TEXTO BASE:
* * * * * * *

O PT lançou   mão de diferentes expedientes para tal. Nos últimos dias, passou a veicular uma peça com estética e recursos semelhantes a um vídeo famoso, idealizado pelo marqueteiro João Santana — que hoje trabalha para Ciro Gomes (PDT) —, lançado pelo próprio PT em 2014. O material de oito anos atrás mostrava pratos de comida sumindo, para atacar propostas da então adversária Marina Silva, citando um suposto reflexo na vida cotidiana do projeto de garantir independência do Banco Central. A temática deve se manter em alta na propaganda eleitoral na televisão. Até agora, as campanhas só podiam divulgar seus materiais por meio da internet e, desde ontem, em inserções na TV. Líderes nas pesquisas, Bolsonaro e Lula pretendem levar ao ar a defesa de seus legados e comparações entre gestões. Ao longo dos 2 minutos e 38 segundos a que terá direito, o presidente vai apostar nos impactos do Auxílio Brasil, da queda no preço dos combustíveis e, no extremo oposto, dos escândalos de corrupção dos governos petistas. Lula, que dispõe do maior tempo (3 minutos e 39 segundos), vai explorar dificuldades econômicas da população para dizer que em seu tempo o brasileiro vivia melhor, com mais acesso a emprego e renda.

Diferentes estratégias

Terceiro colocado, Ciro Gomes vai focar em propostas voltadas à população mais necessitada, como o programa de renda mínima no valor de R$ 1 mil por domicílio e o refinanciamento para limpar o nome de endividados. A estratégia para aproximar o pedetista do eleitor é fazer um programa com uma linguagem simples e didática. Ele terá só 52 segundos por programa. Simone Tebet (MDB) vai apresentar sua trajetória da senadora, reforçando sua biografia. Tebet ainda é desconhecida de grande parte dos brasileiros e terá 2 minutos e 20 segundos para tentar reverter esse quadro. O plano é intensificar aspectos femininos e um lado humano da candidata, ressaltando pontos que a diferenciem dos adversários.

* * * * * * *

REGISTROS:

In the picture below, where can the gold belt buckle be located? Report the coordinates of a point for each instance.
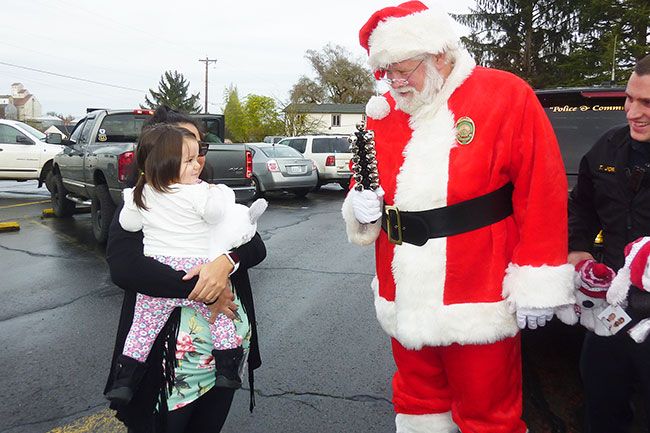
(390, 226)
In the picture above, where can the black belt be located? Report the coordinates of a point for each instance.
(418, 227)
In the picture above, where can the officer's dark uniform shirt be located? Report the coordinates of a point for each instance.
(612, 193)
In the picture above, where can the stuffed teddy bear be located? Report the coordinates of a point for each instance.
(592, 279)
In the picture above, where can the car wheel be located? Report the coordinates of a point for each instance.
(62, 206)
(258, 189)
(49, 181)
(102, 210)
(301, 192)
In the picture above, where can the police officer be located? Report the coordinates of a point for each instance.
(613, 193)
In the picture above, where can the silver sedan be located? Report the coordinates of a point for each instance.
(277, 167)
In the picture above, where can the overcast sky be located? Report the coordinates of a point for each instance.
(259, 45)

* * * * * * *

O QUE FAZER:
Pode copiar na íntegra, sem alterar nada, o texto acima sobre as estratégias das campanhas na propaganda eleitoral?

RESPOSTA:
O PT lançou   mão de diferentes expedientes para tal. Nos últimos dias, passou a veicular uma peça com estética e recursos semelhantes a um vídeo famoso, idealizado pelo marqueteiro João Santana — que hoje trabalha para Ciro Gomes (PDT) —, lançado pelo próprio PT em 2014. O material de oito anos atrás mostrava pratos de comida sumindo, para atacar propostas da então adversária Marina Silva, citando um suposto reflexo na vida cotidiana do projeto de garantir independência do Banco Central. A temática deve se manter em alta na propaganda eleitoral na televisão. Até agora, as campanhas só podiam divulgar seus materiais por meio da internet e, desde ontem, em inserções na TV. Líderes nas pesquisas, Bolsonaro e Lula pretendem levar ao ar a defesa de seus legados e comparações entre gestões. Ao longo dos 2 minutos e 38 segundos a que terá direito, o presidente vai apostar nos impactos do Auxílio Brasil, da queda no preço dos combustíveis e, no extremo oposto, dos escândalos de corrupção dos governos petistas. Lula, que dispõe do maior tempo (3 minutos e 39 segundos), vai explorar dificuldades econômicas da população para dizer que em seu tempo o brasileiro vivia melhor, com mais acesso a emprego e renda.

Diferentes estratégias

Terceiro colocado, Ciro Gomes vai focar em propostas voltadas à população mais necessitada, como o programa de renda mínima no valor de R$ 1 mil por domicílio e o refinanciamento para limpar o nome de endividados. A estratégia para aproximar o pedetista do eleitor é fazer um programa com uma linguagem simples e didática. Ele terá só 52 segundos por programa. Simone Tebet (MDB) vai apresentar sua trajetória da senadora, reforçando sua biografia. Tebet ainda é desconhecida de grande parte dos brasileiros e terá 2 minutos e 20 segundos para tentar reverter esse quadro. O plano é intensificar aspectos femininos e um lado humano da candidata, ressaltando pontos que a diferenciem dos adversários.